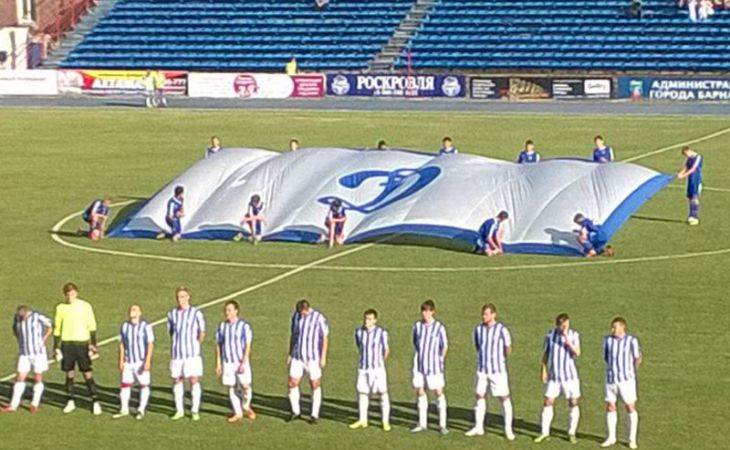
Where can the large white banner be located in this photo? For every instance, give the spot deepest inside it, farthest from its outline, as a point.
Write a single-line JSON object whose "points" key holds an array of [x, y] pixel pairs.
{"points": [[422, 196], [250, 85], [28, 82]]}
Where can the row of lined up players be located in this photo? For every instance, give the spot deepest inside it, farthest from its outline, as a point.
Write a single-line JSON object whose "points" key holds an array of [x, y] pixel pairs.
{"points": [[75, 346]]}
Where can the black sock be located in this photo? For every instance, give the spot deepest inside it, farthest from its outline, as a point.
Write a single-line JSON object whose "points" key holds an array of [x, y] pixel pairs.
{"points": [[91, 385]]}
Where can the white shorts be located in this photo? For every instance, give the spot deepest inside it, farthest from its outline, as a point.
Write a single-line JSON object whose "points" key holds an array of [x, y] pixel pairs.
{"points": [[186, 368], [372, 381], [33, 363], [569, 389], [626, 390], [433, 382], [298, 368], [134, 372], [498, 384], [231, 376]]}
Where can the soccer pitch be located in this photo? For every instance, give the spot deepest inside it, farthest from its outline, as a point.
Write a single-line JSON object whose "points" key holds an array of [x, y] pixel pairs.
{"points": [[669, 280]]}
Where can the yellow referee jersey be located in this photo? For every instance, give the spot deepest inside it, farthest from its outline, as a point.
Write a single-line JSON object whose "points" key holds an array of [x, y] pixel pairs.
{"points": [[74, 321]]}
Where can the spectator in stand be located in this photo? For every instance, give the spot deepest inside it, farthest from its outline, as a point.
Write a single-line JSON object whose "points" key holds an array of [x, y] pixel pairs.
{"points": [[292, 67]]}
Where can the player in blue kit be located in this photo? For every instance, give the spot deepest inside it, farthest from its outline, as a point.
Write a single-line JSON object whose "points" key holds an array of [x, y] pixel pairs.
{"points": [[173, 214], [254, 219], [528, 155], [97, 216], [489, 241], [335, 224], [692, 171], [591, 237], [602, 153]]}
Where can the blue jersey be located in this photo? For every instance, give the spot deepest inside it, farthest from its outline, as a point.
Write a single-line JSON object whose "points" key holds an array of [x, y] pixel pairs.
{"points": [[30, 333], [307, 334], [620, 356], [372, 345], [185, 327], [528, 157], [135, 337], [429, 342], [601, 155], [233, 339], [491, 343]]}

*-*-*

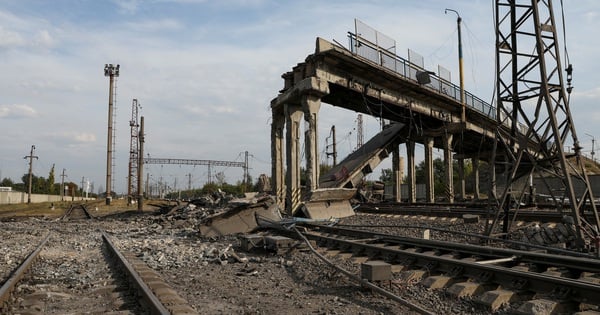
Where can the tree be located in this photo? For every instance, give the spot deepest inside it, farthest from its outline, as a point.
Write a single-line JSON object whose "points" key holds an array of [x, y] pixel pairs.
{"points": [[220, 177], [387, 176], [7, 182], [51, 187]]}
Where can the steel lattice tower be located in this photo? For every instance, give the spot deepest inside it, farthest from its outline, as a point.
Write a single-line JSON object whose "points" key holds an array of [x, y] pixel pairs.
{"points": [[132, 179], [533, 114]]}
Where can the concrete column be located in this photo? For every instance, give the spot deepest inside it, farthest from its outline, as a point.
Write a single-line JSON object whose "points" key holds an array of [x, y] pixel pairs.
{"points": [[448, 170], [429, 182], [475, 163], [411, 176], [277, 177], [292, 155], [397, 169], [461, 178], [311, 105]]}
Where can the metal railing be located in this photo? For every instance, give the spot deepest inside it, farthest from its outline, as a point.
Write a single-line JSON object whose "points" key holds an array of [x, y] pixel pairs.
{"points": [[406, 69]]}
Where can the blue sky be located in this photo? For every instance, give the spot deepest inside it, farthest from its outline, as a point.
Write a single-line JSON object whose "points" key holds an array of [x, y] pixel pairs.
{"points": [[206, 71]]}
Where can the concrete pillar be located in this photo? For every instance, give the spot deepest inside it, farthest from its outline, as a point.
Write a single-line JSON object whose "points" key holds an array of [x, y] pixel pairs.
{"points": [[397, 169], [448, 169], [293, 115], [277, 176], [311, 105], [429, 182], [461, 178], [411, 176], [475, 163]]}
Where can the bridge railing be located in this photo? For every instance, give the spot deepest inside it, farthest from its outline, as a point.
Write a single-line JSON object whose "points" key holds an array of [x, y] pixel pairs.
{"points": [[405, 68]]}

*-*-*

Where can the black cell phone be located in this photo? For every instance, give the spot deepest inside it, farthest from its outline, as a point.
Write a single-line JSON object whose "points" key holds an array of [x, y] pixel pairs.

*-*-*

What this task involves
Note every line of the entries in which "concrete" appears, and copy it down.

Answer
Where can the concrete column be located in this photo? For every instance, give the spot deepest inside it, farthest from its outline, as a point.
Where can the concrete pillar be located in this photo? For every instance, give the spot deepest inside it, farthest from its outline, as a point.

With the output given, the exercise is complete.